Dans ce dernier cas, le gène pourrait être transféré avec tous ses sites de régulation, qui peuvent parfois s'étendre sur plusieurs fois la longueur du gène. Son expression serait alors contrôlée par la cellule de façon naturelle. C'est là un atout potentiel majeur des vecteurs synthétiques : il n'y a quasiment pas de limite à la taille de l'ADN transfecté. Si les vecteurs viraux ne peuvent pas dépasser la trentaine de kilobases, leurs homologues synthétiques peuvent tout à fait transfecter plus de 400 kb in vitro et donc un gène, accompagné de toutes ses séquences de régulation11.
A l'heure actuelle, l'intérêt des systèmes non viraux réside essentiellement dans la simplicité de leur préparation, leur stabilité et leur pureté. Leur nature chimique implique que les chercheurs contrôlent bien la structure des transporteurs, du moins avant qu'ils soient associés à l'ADN. A terme, ils seront peut-être intéressants pour une utilisation locale, par exemple par instillation dans les poumons pour soigner la mucoviscidose. En effet, dans ce cas, on estime qu'il suffit de transfecter 5 % des cellules du poumon pour améliorer l'état des malades. Des essais en phase I sont d'ailleurs en cours. La faible efficacité du transfert et son aspect transitoire sont aussi moins gênants en cancérologie : de nombreuses injections intratumorales ont également été tentées. Cependant, le fossé qui sépare les résultats in vitro et in vivo montre les limites du modèle expérimental de cellules en culture dans le cadre de la thérapie génique.
= = = = = = =
ACTIONS DEMANDÉES -
a: Recopiez, dans l'extrait sur les vecteurs synthétiques, tout le passage allant de « Dans ce dernier » jusqu'à « séquences de régulation11. ».
b: Répondez aux questions suivantes d'après l'extrait sur les vecteurs synthétiques.
(i) Quelle taille les vecteurs viraux ne peuvent-ils pas dépasser ?
(ii) Quelle quantité d'ADN les vecteurs synthétiques peuvent-ils transfecter in vitro ?
(iii) Quelle proportion des cellules du poumon suffirait-il de transfecter pour améliorer l'état des malades atteints de mucoviscidose ?

EXTRAITS DE DONNÉES -
= = = = = = =
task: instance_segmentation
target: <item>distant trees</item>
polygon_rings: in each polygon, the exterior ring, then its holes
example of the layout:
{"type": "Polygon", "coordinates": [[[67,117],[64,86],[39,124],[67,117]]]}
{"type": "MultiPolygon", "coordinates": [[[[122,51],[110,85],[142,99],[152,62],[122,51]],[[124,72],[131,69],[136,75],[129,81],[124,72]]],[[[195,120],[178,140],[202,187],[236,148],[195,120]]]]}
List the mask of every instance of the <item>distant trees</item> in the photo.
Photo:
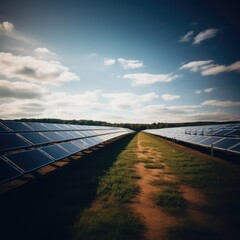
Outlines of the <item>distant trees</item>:
{"type": "Polygon", "coordinates": [[[185,123],[109,123],[103,121],[94,120],[62,120],[57,118],[22,118],[15,121],[24,122],[42,122],[42,123],[65,123],[65,124],[80,124],[80,125],[94,125],[94,126],[112,126],[112,127],[124,127],[130,128],[136,132],[140,132],[144,129],[157,129],[157,128],[169,128],[169,127],[183,127],[183,126],[201,126],[201,125],[213,125],[219,123],[234,123],[234,122],[185,122],[185,123]]]}

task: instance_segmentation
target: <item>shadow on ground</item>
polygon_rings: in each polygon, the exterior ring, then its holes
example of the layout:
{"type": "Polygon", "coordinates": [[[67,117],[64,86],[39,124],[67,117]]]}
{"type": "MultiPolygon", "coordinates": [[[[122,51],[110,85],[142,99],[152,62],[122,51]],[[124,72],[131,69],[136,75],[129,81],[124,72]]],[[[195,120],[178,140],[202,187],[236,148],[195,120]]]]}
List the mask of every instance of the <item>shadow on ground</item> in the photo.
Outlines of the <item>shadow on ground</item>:
{"type": "Polygon", "coordinates": [[[133,137],[0,195],[1,239],[69,239],[76,217],[95,199],[99,178],[133,137]]]}

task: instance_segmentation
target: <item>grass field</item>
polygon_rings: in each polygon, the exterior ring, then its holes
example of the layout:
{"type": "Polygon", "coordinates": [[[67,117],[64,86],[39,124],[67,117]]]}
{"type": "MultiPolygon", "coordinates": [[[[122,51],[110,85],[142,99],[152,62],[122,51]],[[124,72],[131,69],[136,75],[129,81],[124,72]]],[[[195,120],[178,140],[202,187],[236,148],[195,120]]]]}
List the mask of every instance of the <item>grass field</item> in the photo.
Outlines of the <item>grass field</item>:
{"type": "Polygon", "coordinates": [[[144,193],[138,164],[157,221],[171,219],[164,239],[239,239],[239,166],[144,133],[1,195],[4,239],[145,239],[151,223],[132,207],[144,193]]]}

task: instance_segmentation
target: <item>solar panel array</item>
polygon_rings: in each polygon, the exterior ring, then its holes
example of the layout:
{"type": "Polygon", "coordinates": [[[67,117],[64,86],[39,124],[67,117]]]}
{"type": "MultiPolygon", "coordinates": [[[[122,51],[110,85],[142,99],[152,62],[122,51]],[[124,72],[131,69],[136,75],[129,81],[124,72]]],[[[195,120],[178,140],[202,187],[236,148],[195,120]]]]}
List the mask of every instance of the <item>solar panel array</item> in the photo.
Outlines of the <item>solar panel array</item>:
{"type": "Polygon", "coordinates": [[[0,184],[132,132],[108,126],[0,121],[0,184]]]}
{"type": "Polygon", "coordinates": [[[180,143],[240,154],[240,123],[147,129],[144,132],[180,143]]]}

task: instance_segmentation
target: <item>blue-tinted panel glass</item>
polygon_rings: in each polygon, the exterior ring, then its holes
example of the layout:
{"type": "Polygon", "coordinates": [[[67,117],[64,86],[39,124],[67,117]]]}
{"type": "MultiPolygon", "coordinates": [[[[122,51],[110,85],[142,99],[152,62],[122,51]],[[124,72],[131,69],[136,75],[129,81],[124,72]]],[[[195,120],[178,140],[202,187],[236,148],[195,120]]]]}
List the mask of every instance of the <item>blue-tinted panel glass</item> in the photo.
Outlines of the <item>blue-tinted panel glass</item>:
{"type": "Polygon", "coordinates": [[[15,168],[0,158],[0,184],[17,178],[21,175],[22,173],[18,172],[15,168]]]}
{"type": "Polygon", "coordinates": [[[234,152],[240,153],[240,144],[235,146],[235,147],[233,147],[233,148],[231,148],[230,151],[234,151],[234,152]]]}
{"type": "Polygon", "coordinates": [[[207,138],[207,137],[201,136],[201,137],[198,137],[198,138],[195,138],[195,139],[191,140],[190,142],[191,142],[191,143],[199,143],[199,142],[205,140],[206,138],[207,138]]]}
{"type": "Polygon", "coordinates": [[[218,138],[218,137],[209,137],[208,139],[202,141],[200,144],[202,145],[211,145],[212,143],[214,144],[214,142],[219,141],[222,138],[218,138]]]}
{"type": "Polygon", "coordinates": [[[225,138],[222,141],[215,143],[214,147],[227,149],[233,145],[236,145],[237,143],[240,143],[240,139],[225,138]]]}
{"type": "Polygon", "coordinates": [[[79,147],[81,150],[89,148],[89,144],[83,141],[82,139],[72,141],[73,144],[75,144],[77,147],[79,147]]]}
{"type": "Polygon", "coordinates": [[[65,138],[63,136],[60,136],[56,132],[43,132],[42,135],[44,135],[56,142],[65,140],[65,138]]]}
{"type": "Polygon", "coordinates": [[[26,122],[28,126],[30,126],[33,131],[49,131],[49,129],[44,126],[42,123],[36,123],[36,122],[26,122]]]}
{"type": "Polygon", "coordinates": [[[187,138],[184,138],[184,141],[186,141],[186,142],[191,142],[192,140],[194,140],[194,139],[196,139],[196,138],[198,138],[199,136],[196,136],[196,135],[194,135],[194,136],[189,136],[189,137],[187,137],[187,138]]]}
{"type": "Polygon", "coordinates": [[[61,130],[71,130],[71,127],[68,124],[58,123],[56,124],[61,130]]]}
{"type": "Polygon", "coordinates": [[[1,133],[7,133],[7,132],[10,132],[10,131],[6,130],[3,126],[0,125],[0,132],[1,133]]]}
{"type": "Polygon", "coordinates": [[[54,123],[44,123],[44,126],[46,126],[50,131],[60,131],[61,128],[56,126],[54,123]]]}
{"type": "Polygon", "coordinates": [[[55,160],[60,160],[70,155],[69,152],[65,151],[64,149],[60,148],[58,145],[51,145],[47,147],[41,148],[44,152],[49,154],[55,160]]]}
{"type": "Polygon", "coordinates": [[[74,139],[74,136],[71,134],[71,132],[61,131],[58,132],[58,134],[63,136],[65,140],[74,139]]]}
{"type": "Polygon", "coordinates": [[[53,162],[52,159],[38,150],[8,154],[6,157],[24,172],[31,172],[53,162]]]}
{"type": "Polygon", "coordinates": [[[33,131],[30,127],[26,126],[22,122],[15,121],[3,121],[2,124],[10,128],[14,132],[29,132],[33,131]]]}
{"type": "Polygon", "coordinates": [[[71,134],[74,136],[74,138],[81,138],[82,135],[80,135],[78,132],[71,131],[71,134]]]}
{"type": "Polygon", "coordinates": [[[232,130],[224,129],[224,130],[221,130],[221,131],[216,132],[215,135],[217,135],[217,136],[223,136],[223,135],[228,134],[228,133],[230,133],[230,132],[232,132],[232,130]]]}
{"type": "Polygon", "coordinates": [[[240,136],[240,129],[234,130],[233,132],[230,132],[229,134],[226,134],[228,136],[240,136]]]}
{"type": "Polygon", "coordinates": [[[50,143],[52,140],[44,137],[40,133],[33,132],[33,133],[22,133],[21,134],[24,138],[30,141],[33,145],[40,145],[45,143],[50,143]]]}
{"type": "Polygon", "coordinates": [[[22,140],[15,133],[7,133],[0,135],[0,151],[8,151],[29,146],[31,145],[22,140]]]}
{"type": "Polygon", "coordinates": [[[60,143],[59,145],[67,149],[71,154],[74,154],[80,151],[79,147],[75,146],[71,142],[60,143]]]}

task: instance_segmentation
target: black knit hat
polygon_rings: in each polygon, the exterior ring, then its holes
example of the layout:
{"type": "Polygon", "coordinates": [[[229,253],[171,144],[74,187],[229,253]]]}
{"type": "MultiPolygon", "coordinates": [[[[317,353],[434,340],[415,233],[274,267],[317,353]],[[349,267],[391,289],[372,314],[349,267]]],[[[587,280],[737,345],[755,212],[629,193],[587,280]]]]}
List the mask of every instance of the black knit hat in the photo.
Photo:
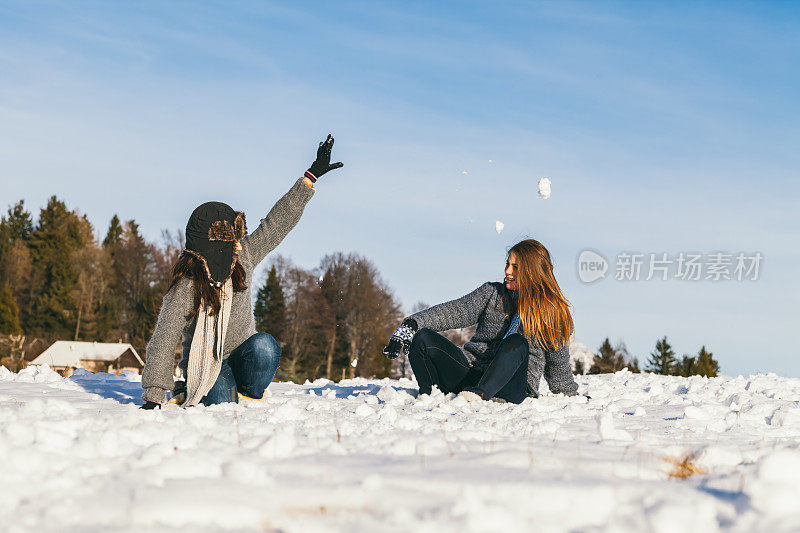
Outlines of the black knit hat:
{"type": "Polygon", "coordinates": [[[234,243],[247,233],[244,213],[222,202],[206,202],[186,223],[186,253],[202,261],[212,283],[221,286],[236,264],[234,243]]]}

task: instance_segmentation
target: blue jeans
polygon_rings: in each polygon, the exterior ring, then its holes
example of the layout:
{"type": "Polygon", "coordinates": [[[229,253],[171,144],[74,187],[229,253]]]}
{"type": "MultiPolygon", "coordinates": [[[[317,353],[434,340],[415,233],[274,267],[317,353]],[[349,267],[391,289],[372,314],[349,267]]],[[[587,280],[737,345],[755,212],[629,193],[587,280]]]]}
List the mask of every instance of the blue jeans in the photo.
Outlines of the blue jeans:
{"type": "Polygon", "coordinates": [[[238,403],[238,392],[250,398],[263,397],[267,385],[275,377],[280,360],[281,347],[272,335],[256,333],[222,361],[217,381],[200,403],[238,403]]]}

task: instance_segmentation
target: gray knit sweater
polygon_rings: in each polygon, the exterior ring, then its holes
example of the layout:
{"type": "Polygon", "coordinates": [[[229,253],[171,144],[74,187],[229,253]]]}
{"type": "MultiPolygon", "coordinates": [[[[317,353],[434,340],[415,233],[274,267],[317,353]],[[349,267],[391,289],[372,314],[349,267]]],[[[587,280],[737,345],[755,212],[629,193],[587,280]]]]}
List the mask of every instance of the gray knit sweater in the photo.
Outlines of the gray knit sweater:
{"type": "MultiPolygon", "coordinates": [[[[474,367],[485,369],[511,325],[507,304],[504,303],[509,301],[508,296],[509,291],[502,283],[486,282],[466,296],[434,305],[409,318],[416,320],[420,328],[434,331],[477,324],[475,335],[464,345],[463,351],[474,367]]],[[[528,394],[533,397],[539,395],[539,380],[544,373],[552,392],[575,395],[578,384],[572,377],[569,348],[563,346],[547,350],[535,339],[528,339],[528,345],[528,394]]]]}
{"type": "MultiPolygon", "coordinates": [[[[241,241],[242,251],[239,252],[239,263],[244,268],[245,283],[248,287],[250,287],[255,267],[295,227],[303,214],[303,209],[313,195],[314,189],[306,185],[300,178],[289,189],[289,192],[278,200],[269,214],[261,220],[255,231],[244,236],[241,241]]],[[[185,373],[189,348],[192,346],[192,337],[197,323],[197,315],[192,315],[193,305],[194,292],[190,279],[181,279],[164,295],[153,336],[147,343],[147,358],[142,371],[142,387],[145,389],[142,395],[143,400],[157,403],[166,401],[166,391],[171,391],[174,386],[172,379],[175,370],[174,354],[181,337],[183,338],[181,342],[183,359],[180,367],[185,373]]],[[[223,346],[223,357],[228,358],[237,346],[255,332],[256,325],[250,290],[234,292],[230,322],[223,346]]]]}

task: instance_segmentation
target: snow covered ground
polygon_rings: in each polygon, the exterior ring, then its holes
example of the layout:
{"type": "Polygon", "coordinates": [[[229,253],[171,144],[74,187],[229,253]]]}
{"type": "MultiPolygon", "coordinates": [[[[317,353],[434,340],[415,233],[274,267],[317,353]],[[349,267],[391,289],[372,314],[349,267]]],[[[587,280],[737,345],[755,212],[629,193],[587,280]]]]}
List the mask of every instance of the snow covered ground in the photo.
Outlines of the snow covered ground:
{"type": "Polygon", "coordinates": [[[142,411],[139,376],[0,368],[0,529],[800,529],[800,379],[577,379],[588,402],[355,379],[142,411]]]}

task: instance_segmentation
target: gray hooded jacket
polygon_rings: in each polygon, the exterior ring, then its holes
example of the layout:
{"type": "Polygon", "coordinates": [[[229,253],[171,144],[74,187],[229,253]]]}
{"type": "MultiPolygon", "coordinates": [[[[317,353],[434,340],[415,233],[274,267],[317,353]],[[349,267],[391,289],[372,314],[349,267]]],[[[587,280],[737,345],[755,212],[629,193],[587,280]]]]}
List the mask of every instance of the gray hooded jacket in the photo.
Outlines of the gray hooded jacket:
{"type": "MultiPolygon", "coordinates": [[[[457,300],[434,305],[409,318],[417,321],[420,328],[433,331],[465,328],[477,324],[475,335],[464,345],[464,355],[472,366],[485,369],[511,325],[507,309],[509,291],[505,285],[486,282],[466,296],[457,300]]],[[[542,347],[536,339],[528,339],[528,394],[539,395],[539,380],[544,374],[550,391],[568,396],[577,394],[578,384],[572,377],[569,364],[569,348],[555,350],[542,347]]]]}
{"type": "MultiPolygon", "coordinates": [[[[313,195],[314,189],[306,185],[303,178],[298,179],[261,220],[255,231],[242,238],[239,263],[246,273],[245,283],[248,287],[251,285],[253,270],[295,227],[313,195]]],[[[249,289],[233,294],[223,358],[228,358],[236,347],[256,333],[250,294],[249,289]]],[[[192,314],[193,306],[194,291],[190,279],[181,279],[164,295],[153,336],[147,343],[147,358],[142,371],[144,401],[166,401],[166,392],[171,391],[175,385],[172,378],[175,371],[175,348],[181,338],[183,359],[180,366],[185,371],[197,323],[197,315],[192,314]]]]}

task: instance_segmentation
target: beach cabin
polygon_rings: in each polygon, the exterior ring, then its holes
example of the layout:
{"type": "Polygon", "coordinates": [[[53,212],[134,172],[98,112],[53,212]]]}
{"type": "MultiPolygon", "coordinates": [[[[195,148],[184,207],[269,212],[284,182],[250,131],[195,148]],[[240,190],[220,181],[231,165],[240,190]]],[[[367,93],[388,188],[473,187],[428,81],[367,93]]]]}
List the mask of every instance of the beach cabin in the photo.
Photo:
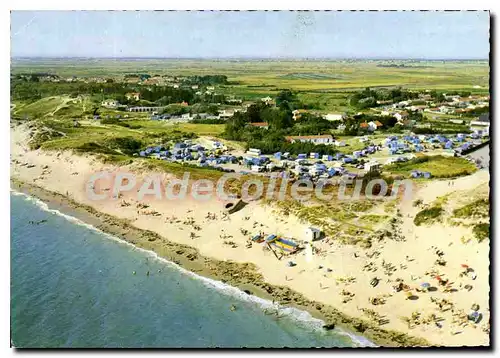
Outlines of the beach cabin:
{"type": "Polygon", "coordinates": [[[315,227],[309,226],[305,230],[306,241],[315,241],[321,238],[321,230],[315,227]]]}
{"type": "Polygon", "coordinates": [[[364,166],[365,172],[367,172],[367,173],[379,172],[380,168],[381,168],[380,163],[375,162],[375,161],[365,163],[365,166],[364,166]]]}

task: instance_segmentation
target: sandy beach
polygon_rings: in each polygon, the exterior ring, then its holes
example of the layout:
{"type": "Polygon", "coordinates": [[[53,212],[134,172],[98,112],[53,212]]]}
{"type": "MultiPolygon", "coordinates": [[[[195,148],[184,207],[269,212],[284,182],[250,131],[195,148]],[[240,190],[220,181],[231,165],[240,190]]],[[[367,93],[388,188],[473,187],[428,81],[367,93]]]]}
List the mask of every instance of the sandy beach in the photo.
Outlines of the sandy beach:
{"type": "MultiPolygon", "coordinates": [[[[309,260],[300,252],[290,258],[296,266],[288,267],[289,259],[277,260],[262,245],[249,247],[247,243],[259,231],[302,239],[309,223],[294,215],[284,216],[277,208],[259,202],[225,215],[216,199],[145,198],[139,202],[135,192],[115,200],[93,201],[85,191],[91,174],[136,169],[105,165],[69,152],[30,151],[27,136],[22,126],[11,130],[13,187],[78,211],[92,225],[188,269],[307,309],[327,323],[346,327],[380,345],[490,344],[489,241],[478,243],[470,227],[447,222],[415,226],[413,219],[421,209],[412,201],[402,201],[398,209],[404,241],[384,240],[362,249],[326,238],[314,243],[321,255],[309,260]],[[436,264],[438,260],[446,264],[436,264]],[[461,275],[465,265],[473,274],[461,275]],[[448,285],[441,285],[437,277],[448,285]],[[395,292],[393,287],[399,283],[406,287],[395,292]],[[422,283],[429,283],[432,289],[419,292],[422,283]],[[483,314],[478,324],[466,319],[473,304],[483,314]]],[[[148,173],[136,174],[144,177],[148,173]]],[[[453,207],[473,196],[487,196],[489,180],[488,171],[481,170],[452,181],[427,182],[418,187],[413,200],[430,204],[446,197],[448,207],[453,207]]]]}

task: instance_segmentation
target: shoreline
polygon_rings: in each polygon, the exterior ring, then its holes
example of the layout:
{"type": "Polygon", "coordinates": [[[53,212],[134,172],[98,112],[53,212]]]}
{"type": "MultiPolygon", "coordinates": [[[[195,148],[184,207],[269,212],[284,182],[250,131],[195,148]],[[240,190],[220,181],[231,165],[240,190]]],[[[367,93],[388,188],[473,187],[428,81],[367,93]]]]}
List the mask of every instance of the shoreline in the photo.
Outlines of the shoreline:
{"type": "Polygon", "coordinates": [[[384,347],[432,346],[423,338],[383,329],[371,322],[350,317],[333,306],[307,299],[288,287],[271,285],[265,282],[262,274],[257,272],[257,267],[252,263],[222,261],[202,256],[198,249],[189,245],[169,241],[153,231],[135,227],[129,220],[99,212],[62,194],[19,179],[11,178],[11,188],[35,197],[46,203],[49,208],[74,216],[137,248],[151,251],[158,257],[173,262],[196,275],[221,281],[247,294],[276,301],[285,307],[306,311],[326,325],[333,324],[347,334],[362,336],[376,345],[384,347]]]}

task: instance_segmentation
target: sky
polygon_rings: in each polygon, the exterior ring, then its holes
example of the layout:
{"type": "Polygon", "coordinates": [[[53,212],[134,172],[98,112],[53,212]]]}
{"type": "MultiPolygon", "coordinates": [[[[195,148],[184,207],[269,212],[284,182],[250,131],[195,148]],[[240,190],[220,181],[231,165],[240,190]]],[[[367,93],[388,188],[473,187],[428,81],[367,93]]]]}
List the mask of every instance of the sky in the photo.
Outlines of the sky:
{"type": "Polygon", "coordinates": [[[487,59],[489,13],[12,11],[12,57],[487,59]]]}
= = = = = = =
SOLUTIONS PROPOSÉES -
a:
Dans ce dernier cas, le gène pourrait être transféré avec tous ses sites de régulation, qui peuvent parfois s'étendre sur plusieurs fois la longueur du gène. Son expression serait alors contrôlée par la cellule de façon naturelle. C'est là un atout potentiel majeur des vecteurs synthétiques : il n'y a quasiment pas de limite à la taille de l'ADN transfecté. Si les vecteurs viraux ne peuvent pas dépasser la trentaine de kilobases, leurs homologues synthétiques peuvent tout à fait transfecter plus de 400 kb in vitro et donc un gène, accompagné de toutes ses séquences de régulation11.

b:
(i) La trentaine de kilobases.
(ii) Plus de 400 kb.
(iii) 5 % des cellules du poumon.